### Excerpt to read
━━━━━━━━━━━━━━━━━━━━

To further analyze the relationship between the basic concepts related to our research, we prepared a knowledge map. For this reason, we used the Yewno Semantic Search Tool  to draw a scientific map of the research concepts. The semantic relationship has four main concepts: investment, investment funds, savings, and retail banking, depicted in Fig. 1. There are overlapping concepts between investment and investment funds, investors, stock traders, investment companies, and several investment instruments, such as private equity funds or exchange-traded funds. The various types of funds and investment portfolios are the most important concepts for investment funds, while performance metrics (e.g., earnings per share, stock valuation) are the most important concepts for investment. Retail banking as a concept refers to several types of banks (a reference to specific companies has been removed from the semantic map), while savings refers to various economic theories around consumption and investment. Our model was formulated with reference to these concepts: the types of investment funds the person finds appropriate are analyzed in relation to the person’s saving and consumption patterns, approach to performance and risk, and the types of assets their family holds to care for the future.
In summary, the research background shows that many methods have been used to classify and cluster customers and analyze these clusters; however, the use of AI, especially neural networks, is still rare. There are several research studies on customer experience and investment patterns examining customer experiences from different perspectives. They examined this relationship from different aspects, including the impact of demographic factors. Having both categorical and numerical data as a source for clustering presents challenges. The practical use of Kohonen self-organizing maps to overcome these challenges is rare, and practical application is not well documented for analyzing investment patterns. We propose here a novel approach using Kohonen self-organizing maps in combination with hierarchical clustering and describe the practical application of this method. Our research could help companies develop better investment proposals based on customers’ investment patterns using this approach.
Research questions and methodology
This section introduces the methodological approach of the study: the research process, the data collection methods, and the data analysis techniques. It describes how the components are interconnected and form a logical sequence and will evaluate and justify the reasons for the proposed methodological options.
Our main goal is to demonstrate the effectiveness of the two-stage clustering method using Kohonen self-organizing maps (SOMs) and hierarchical clustering by exploring investment patterns in potential retail banking customers. We explored this through answering three research questions:
Could we identify investment patterns using this clustering method?
Could we describe the important investment factors?
Could we recommend appropriate investment products for potential investors?
Prior to selecting the variables for building the machine learning model, we analyzed the variables related to investment and financial awareness. Three variables were excluded from the model:
Current investment portfolio consists of…”
“Which (fintech) product have you heard of and have you used?”
Having the following five variables selected to build the machine learning model to identify clusters of potential customers with similar preferences and investment patterns:
“Which product is appropriate for you based on your opinion?”
“What are the important factors for your long-term savings?”
“How much savings do you have?”
“How do you make ends meet?”
“What Investment your family has to provide financial stability?”

━━━━━━━━━━━━━━━━━━━━

[Dataset excerpt]
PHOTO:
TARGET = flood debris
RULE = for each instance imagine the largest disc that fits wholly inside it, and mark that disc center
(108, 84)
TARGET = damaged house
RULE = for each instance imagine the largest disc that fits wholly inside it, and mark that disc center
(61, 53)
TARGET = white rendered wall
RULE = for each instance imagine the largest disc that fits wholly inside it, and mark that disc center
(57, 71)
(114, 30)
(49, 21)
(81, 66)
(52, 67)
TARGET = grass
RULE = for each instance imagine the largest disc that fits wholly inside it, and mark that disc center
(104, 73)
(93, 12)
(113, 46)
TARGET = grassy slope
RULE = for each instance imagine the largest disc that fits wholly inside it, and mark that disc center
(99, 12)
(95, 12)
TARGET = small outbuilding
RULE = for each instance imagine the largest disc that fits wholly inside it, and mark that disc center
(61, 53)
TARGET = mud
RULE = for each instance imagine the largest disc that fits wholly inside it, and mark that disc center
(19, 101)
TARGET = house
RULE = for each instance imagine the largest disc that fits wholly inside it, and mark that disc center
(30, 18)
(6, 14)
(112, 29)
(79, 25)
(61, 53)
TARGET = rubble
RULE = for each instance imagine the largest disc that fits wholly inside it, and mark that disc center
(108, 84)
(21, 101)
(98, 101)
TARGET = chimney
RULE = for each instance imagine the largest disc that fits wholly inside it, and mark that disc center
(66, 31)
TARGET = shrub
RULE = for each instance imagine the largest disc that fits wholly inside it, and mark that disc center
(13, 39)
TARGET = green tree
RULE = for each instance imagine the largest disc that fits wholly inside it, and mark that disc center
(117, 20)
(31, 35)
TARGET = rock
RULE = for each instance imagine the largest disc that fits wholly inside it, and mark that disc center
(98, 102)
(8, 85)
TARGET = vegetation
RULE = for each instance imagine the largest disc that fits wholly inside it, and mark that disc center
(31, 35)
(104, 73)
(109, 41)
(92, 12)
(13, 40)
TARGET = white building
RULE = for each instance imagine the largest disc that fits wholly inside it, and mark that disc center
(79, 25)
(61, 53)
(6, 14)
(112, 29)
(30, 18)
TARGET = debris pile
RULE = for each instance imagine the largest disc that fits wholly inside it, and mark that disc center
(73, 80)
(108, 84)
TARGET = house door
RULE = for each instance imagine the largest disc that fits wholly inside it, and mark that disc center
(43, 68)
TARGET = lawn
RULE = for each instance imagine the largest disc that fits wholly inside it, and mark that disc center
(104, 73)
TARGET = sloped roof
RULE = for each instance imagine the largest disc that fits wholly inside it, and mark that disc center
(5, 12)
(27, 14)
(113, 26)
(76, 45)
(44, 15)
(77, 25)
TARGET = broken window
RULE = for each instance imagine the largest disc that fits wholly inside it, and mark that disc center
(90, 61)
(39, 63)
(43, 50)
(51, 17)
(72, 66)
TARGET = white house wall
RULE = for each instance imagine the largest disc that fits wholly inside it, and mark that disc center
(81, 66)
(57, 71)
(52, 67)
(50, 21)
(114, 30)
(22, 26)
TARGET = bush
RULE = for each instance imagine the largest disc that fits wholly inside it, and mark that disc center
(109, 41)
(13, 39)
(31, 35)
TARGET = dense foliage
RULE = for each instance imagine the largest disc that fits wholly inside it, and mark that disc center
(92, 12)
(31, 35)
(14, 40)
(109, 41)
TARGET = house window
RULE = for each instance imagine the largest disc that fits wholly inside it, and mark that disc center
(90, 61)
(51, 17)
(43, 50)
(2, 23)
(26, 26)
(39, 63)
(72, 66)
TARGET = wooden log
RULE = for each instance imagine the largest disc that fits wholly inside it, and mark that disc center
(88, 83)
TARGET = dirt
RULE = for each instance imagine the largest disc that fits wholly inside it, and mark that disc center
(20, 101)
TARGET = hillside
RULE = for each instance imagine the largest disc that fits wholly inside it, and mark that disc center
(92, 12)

━━━━━━━━━━━━━━━━━━━━

### Tasks to carry out
(1) Reproduce the entries verbatim, everything from the line containing "TARGET = dense foliage" down to the last line of the entries.
(2) Write what follows in the excerpt on clustering investment patterns, starting after its final line.

### Results of the exercise
(1)
TARGET = dense foliage
RULE = for each instance imagine the largest disc that fits wholly inside it, and mark that disc center
(92, 12)
(31, 35)
(14, 40)
(109, 41)
TARGET = house window
RULE = for each instance imagine the largest disc that fits wholly inside it, and mark that disc center
(90, 61)
(51, 17)
(43, 50)
(2, 23)
(26, 26)
(39, 63)
(72, 66)
TARGET = wooden log
RULE = for each instance imagine the largest disc that fits wholly inside it, and mark that disc center
(88, 83)
TARGET = dirt
RULE = for each instance imagine the largest disc that fits wholly inside it, and mark that disc center
(20, 101)
TARGET = hillside
RULE = for each instance imagine the largest disc that fits wholly inside it, and mark that disc center
(92, 12)

(2)
Research process and data analysis techniques
Our study is experimental and exploratory research. The data collection was both quantitative and qualitative; therefore, a mixed method was used in this study. Details of each research phase are shown in Fig. 2. We used descriptive statistics, principal component analysis, and multiple correspondence analysis to understand the variables that are relevant to investment. It is followed by an unsupervised machine learning method that combines Kohonen SOMs and hierarchical clustering to identify clusters of potential customers with similar investment patterns in the retail banking context. To implement the models, the calculations were carried out in the R environment . Principal component analysis, multiple correspondence analysis, and hierarchical clustering were performed using the ‘factoextra’ package , while Kohonen self-organizing maps were created using the ‘kohonen’ package [57, 58]. The research was conducted in four phases. In phase one, we present a review of the literature and research background. In phase two, the data were explored using descriptive statistics, principal component analysis, and multiple correspondence analysis to understand the relevant investment factors. In phase three, unsupervised machine learning was used to identify clusters of potential investors. In the last phase, the characteristics of these clusters were analyzed further to describe similarities and differences. The confidence levels of our results are limited by the number of samples and variables available in our research. Therefore, the results should be recognized as qualitative rather than quantitative.
The identification of customer clusters was begun by applying the Kohonen SOM method, as the dataset describing customer behavior included both categorical (e.g., types of financial assets they hold) and numerical data (e.g., amount of discretionary savings they hold). The output of the Kohonen SOM is a map with a predefined number of nodes (in our case 36), holding differing numbers of customers. This initial step helps overcome the problem of having mixed data of categorical and numerical variables and creates a clustered representation of customers, where the similarity between the nodes (distances from neighbors) can be measured as Euclidean distance. The second step of our method is the hierarchical clustering of the nodes using node distances and the subsequent estimation of the ideal number of final clusters using well-known methods, such as the silhouette method , elbow method or gap statistics . The combination of these two methods is proposed because it overcomes the problem of having mixed categorical and numerical variable data, and the Kohonen method can handle large datasets efficiently. Other methods, such as K-means or hierarchical clustering, were discarded due to the nature of our dataset. The process of our two-step clustering process is illustrated on Fig. 3.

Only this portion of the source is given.